- [Task to complete] Pictures must not be copied, but every entry must be reproduced exactly.

- [Supplied records]
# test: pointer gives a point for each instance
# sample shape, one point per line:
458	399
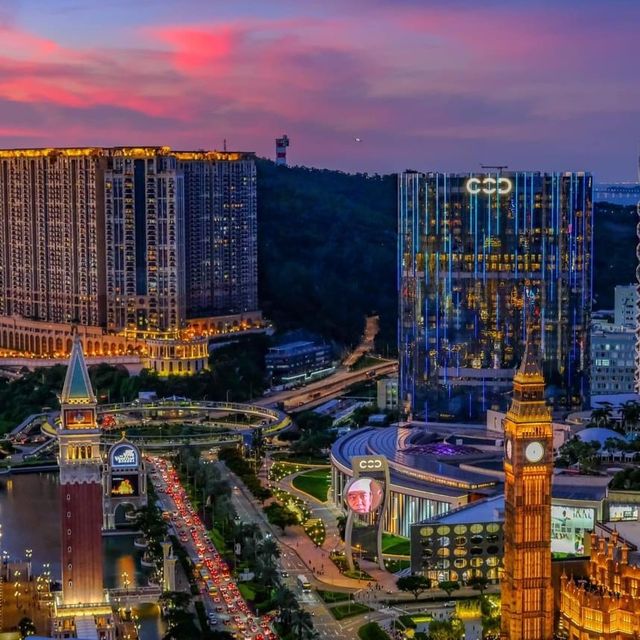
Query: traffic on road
225	606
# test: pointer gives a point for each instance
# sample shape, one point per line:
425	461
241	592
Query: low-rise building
612	359
387	394
604	604
468	541
464	543
297	362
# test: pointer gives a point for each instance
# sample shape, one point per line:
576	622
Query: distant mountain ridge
327	250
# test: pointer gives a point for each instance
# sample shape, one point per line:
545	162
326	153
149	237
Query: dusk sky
425	84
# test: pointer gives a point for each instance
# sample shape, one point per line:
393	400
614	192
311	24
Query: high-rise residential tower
221	234
479	258
130	244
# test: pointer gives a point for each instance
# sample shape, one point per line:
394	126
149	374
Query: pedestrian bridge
138	595
273	420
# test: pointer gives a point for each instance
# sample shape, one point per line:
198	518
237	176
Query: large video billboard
364	495
623	512
569	528
124	485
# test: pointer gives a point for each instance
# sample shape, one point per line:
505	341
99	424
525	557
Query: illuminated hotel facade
142	242
479	258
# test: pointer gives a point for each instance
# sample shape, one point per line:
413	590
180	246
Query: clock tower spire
80	486
527	592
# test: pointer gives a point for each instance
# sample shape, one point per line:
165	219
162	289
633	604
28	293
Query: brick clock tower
80	486
527	592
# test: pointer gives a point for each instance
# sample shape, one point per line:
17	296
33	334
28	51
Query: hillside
327	250
615	243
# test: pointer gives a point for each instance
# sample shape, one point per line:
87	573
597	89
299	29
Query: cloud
422	83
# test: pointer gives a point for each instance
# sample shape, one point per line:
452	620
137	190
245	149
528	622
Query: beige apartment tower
109	240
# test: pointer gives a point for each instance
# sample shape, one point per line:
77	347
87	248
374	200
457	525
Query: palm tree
267	572
269	547
602	415
286	602
630	413
301	624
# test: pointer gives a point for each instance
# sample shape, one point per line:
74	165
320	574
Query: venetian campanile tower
527	592
80	486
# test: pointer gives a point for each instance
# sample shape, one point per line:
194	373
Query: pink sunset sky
429	85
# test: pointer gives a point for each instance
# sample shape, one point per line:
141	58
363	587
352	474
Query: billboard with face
364	495
124	486
569	528
124	455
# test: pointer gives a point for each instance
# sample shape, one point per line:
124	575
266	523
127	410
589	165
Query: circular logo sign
124	455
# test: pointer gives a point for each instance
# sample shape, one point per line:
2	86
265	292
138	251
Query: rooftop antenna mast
497	167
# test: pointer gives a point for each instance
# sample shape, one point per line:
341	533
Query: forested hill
327	250
615	243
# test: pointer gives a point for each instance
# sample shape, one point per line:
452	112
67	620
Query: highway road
318	392
291	565
220	595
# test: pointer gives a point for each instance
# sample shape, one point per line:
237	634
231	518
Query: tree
269	547
174	600
26	627
479	583
414	584
286	601
602	415
449	586
301	624
630	413
444	630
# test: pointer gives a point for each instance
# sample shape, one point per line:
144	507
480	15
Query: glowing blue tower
479	257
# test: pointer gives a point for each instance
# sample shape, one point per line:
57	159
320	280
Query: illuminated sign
569	528
623	512
370	464
488	186
124	455
364	495
124	486
78	418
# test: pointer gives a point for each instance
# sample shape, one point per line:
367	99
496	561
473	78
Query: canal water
30	515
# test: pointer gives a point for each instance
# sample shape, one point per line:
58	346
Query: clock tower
527	592
80	486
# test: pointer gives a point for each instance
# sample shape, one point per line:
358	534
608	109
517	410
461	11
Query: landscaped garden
316	483
348	609
395	545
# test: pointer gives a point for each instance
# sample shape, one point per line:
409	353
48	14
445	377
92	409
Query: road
220	595
318	392
291	565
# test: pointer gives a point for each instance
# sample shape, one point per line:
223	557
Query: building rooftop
488	510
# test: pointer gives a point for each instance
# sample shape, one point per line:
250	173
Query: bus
303	583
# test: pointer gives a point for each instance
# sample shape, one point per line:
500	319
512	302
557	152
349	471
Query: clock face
534	452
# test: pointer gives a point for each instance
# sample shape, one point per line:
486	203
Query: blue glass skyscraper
480	257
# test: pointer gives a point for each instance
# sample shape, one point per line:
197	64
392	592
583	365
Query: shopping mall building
439	478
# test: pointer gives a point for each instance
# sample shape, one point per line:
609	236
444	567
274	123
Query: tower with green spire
80	486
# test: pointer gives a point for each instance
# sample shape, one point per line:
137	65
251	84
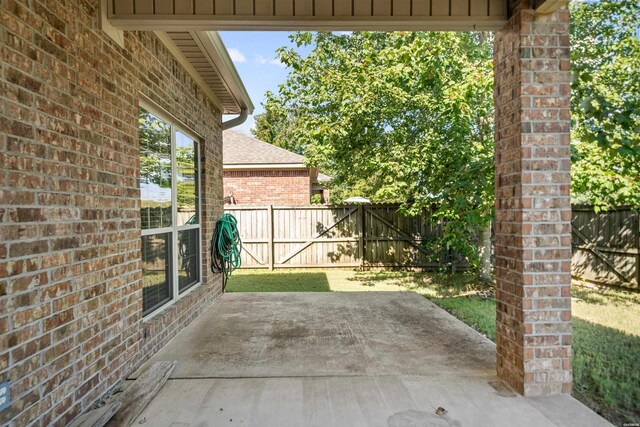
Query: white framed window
169	209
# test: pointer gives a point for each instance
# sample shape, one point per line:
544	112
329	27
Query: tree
605	106
395	117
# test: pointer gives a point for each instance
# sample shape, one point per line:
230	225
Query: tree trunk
484	249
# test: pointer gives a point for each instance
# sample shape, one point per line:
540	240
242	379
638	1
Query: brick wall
533	212
268	187
70	270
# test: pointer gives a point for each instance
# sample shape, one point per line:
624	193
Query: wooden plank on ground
97	417
138	395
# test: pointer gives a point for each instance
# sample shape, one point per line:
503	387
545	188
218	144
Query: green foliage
155	149
316	199
605	107
396	118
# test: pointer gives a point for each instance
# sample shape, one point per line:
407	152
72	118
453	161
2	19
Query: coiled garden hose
226	246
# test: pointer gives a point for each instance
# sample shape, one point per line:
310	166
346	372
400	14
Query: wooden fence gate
335	236
606	246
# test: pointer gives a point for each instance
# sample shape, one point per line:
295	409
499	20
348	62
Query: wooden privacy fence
336	236
606	246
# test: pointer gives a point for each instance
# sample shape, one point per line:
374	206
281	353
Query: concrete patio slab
341	359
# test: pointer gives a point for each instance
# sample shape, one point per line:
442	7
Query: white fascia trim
265	166
213	45
175	51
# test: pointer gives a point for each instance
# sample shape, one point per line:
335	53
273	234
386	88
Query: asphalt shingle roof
239	149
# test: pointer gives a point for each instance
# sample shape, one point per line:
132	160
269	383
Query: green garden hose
226	246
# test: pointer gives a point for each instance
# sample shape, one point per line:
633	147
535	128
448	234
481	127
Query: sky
254	55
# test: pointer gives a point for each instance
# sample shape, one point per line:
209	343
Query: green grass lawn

- [Answer]
# test: pointer gives a point for each instance
# sample shape, one point per line:
458	399
Query: traffic on road
225	606
# test: pointer gives a point for each instance
# sample shape, one point per line:
425	461
241	592
Query: low-rise building
612	359
387	394
604	604
468	541
464	543
297	362
# test: pointer gives a point for each instance
# sample shape, one point per line:
576	622
Query: distant mountain ridge
327	250
# test: pointer gives a point for each instance
# sample shape, one point per line:
545	162
326	153
149	237
Query: dusk sky
425	84
# test: pointer gives a point for each instance
# sample shape, one point per line:
393	400
614	192
311	24
Query: high-rise residential tower
221	234
479	258
130	244
# test: pointer gives a point for each instance
# sample shape, one point per line:
394	126
149	374
Query: pedestrian bridge
138	595
273	420
# test: pointer gives a point for each instance
# sample shape, one point per line:
198	518
237	176
Query: large video billboard
364	495
623	512
569	528
124	485
# test: pointer gives a point for each instance
# sample shape, one point per line:
505	341
99	424
525	557
Query: illuminated hotel facade
142	242
479	258
# test: pointer gives a point for each instance
# sample shape, one point per line:
413	590
180	246
Query: clock tower spire
80	486
527	592
# test: pointer gives a point for each instance
# sample shape, one point per line:
165	219
162	289
633	604
28	293
Query: brick clock tower
80	486
527	592
# test: pointer gives a point for each instance
# sample shape, one point per line:
17	296
33	334
28	51
Query: hillside
327	250
615	243
# test: pointer gives a point for each instance
# sample shape, one point per line:
87	573
597	89
299	29
Query: cloud
422	83
# test: pointer gives a point for each instance
# sample shape, one point per line:
452	620
137	190
245	149
528	622
Query: beige apartment tower
109	240
# test: pointer gives a point for each instance
# sample shape, one point per line:
77	347
87	248
374	200
457	525
Query: palm tree
267	572
269	547
602	415
286	602
630	413
301	624
# test: pointer gives a point for each instance
# sample shape, one point per line:
74	165
320	574
Query: venetian campanile tower
527	592
80	486
# test: pointer gives a point for each instance
# sample shape, one point per line:
194	373
Query: pink sunset sky
429	85
# test: pointer gives a point for each instance
# sample shape, one point per line:
141	58
363	587
352	474
Query: billboard with face
364	495
124	486
569	528
124	455
# test: pointer gives a point for each instance
# sample shape, one point per line:
124	575
266	523
127	410
589	165
Query: circular logo sign
124	455
# test: pointer gives a point for each instance
# sample shape, one point per line:
2	86
265	292
138	251
Query: rooftop antenna mast
497	167
# test: pointer gives a point for each instance
# sample shape, one point per line:
341	533
Query: forested hill
327	250
615	243
# test: pointer gives a point for each instance
# sample shape, one point per line:
452	112
67	620
Query: highway road
318	392
291	565
220	595
# test: pointer gives a point for each instance
# sample shape, one point per line:
237	634
231	518
Query: tree
269	547
174	600
26	627
479	583
414	584
286	601
602	415
449	586
301	624
630	413
444	630
# test: pointer gives a point for each instance
# sample shape, one point per line:
144	507
480	15
Query: glowing blue tower
479	257
# test: pointer gives a point for each instance
# sample shape, one point per line:
57	159
320	280
Query: illuminated sign
569	528
623	512
370	464
488	186
124	455
364	495
124	486
78	418
# test: pointer gives a point for each instance
# sample shape, one point per line:
367	99
496	561
473	78
Query: canal water
30	515
# test: pointer gives a point for each instance
# sample shape, one point per line:
58	346
Query: clock tower
527	592
80	486
# test: pointer gives a point for each instance
# sample shape, one point per line:
358	534
608	109
517	410
461	11
Query: landscaped garden
316	483
348	609
395	545
# test: pointer gives a point for each instance
# sample shape, one point per line:
409	353
48	14
445	377
92	409
Query: road
220	595
318	392
291	565
# test: pointer gives a point for each instance
# sample shape, one point per line:
223	557
Query: building rooftop
488	510
# test: pointer gives a point for each instance
# sample shape, one point per line:
250	173
Query: bus
303	583
# test: pointer gives a point for each instance
# sample shape, one point per line:
500	319
512	302
557	152
349	471
Query: clock face
534	452
# test: pointer gives a point for each instance
# sample shape, one point per line:
486	203
Query: blue glass skyscraper
480	257
# test: pointer gives a point for each instance
# sample shape, one point per line:
197	64
392	592
583	365
Query: shopping mall building
439	478
# test: pointer gives a point for each instance
# sample shape, one point per line:
609	236
444	567
274	123
Query: tower with green spire
80	486
# test: pointer gives a point for each instance
# sample shape, one point per line:
137	65
251	84
Query: white framed window
169	209
# test: pointer gives a point for each instance
# sample shape, one point per line:
544	112
329	27
Query: tree
605	106
395	117
# test: pointer gives a point for each instance
# sample shape, one point per line:
230	225
Query: tree trunk
484	249
# test: pointer gives a point for each instance
# sample shape, one point per line:
540	240
242	379
638	1
Query: brick wall
533	212
268	187
70	270
# test: pointer gives a point for each instance
# sample shape, one point per line:
624	193
Query: wooden plank on ground
97	417
138	395
# test: pointer gives a point for each instance
# sample shape, one point per line:
503	387
545	188
218	144
Query: green foliage
155	149
316	199
605	107
396	118
# test: pointer gives a point for each instance
# sample shape, one point per line:
407	152
72	118
453	161
2	19
Query: coiled garden hose
226	246
# test: pointer gives a point for each instance
# sample shape, one point per line:
310	166
346	372
400	14
Query: wooden fence gate
335	236
606	246
# test: pointer gives a point for each instance
# sample shape, one point per line:
295	409
499	20
348	62
Query: wooden privacy fence
336	236
606	246
# test: pointer gives a point for each instance
# sample shape, one point per line:
374	206
281	353
Query: concrete patio slab
341	359
# test: pointer gives a point for each instance
# sample shape, one point per line:
442	7
Query: white fascia trim
265	166
213	45
175	51
# test: pointer gives a point for each instance
# sample shape, one point per line:
335	53
273	234
386	88
Query: asphalt shingle roof
239	149
# test: pointer gives a point for each instance
# sample shape, one point per line:
132	160
269	383
Query: green garden hose
226	246
# test: pointer gives a point for each instance
# sample shape, one point per line:
633	147
535	128
448	234
481	127
Query: sky
254	55
# test: pointer gives a point for each instance
# sample shape, one point per line:
209	343
Query: green grass lawn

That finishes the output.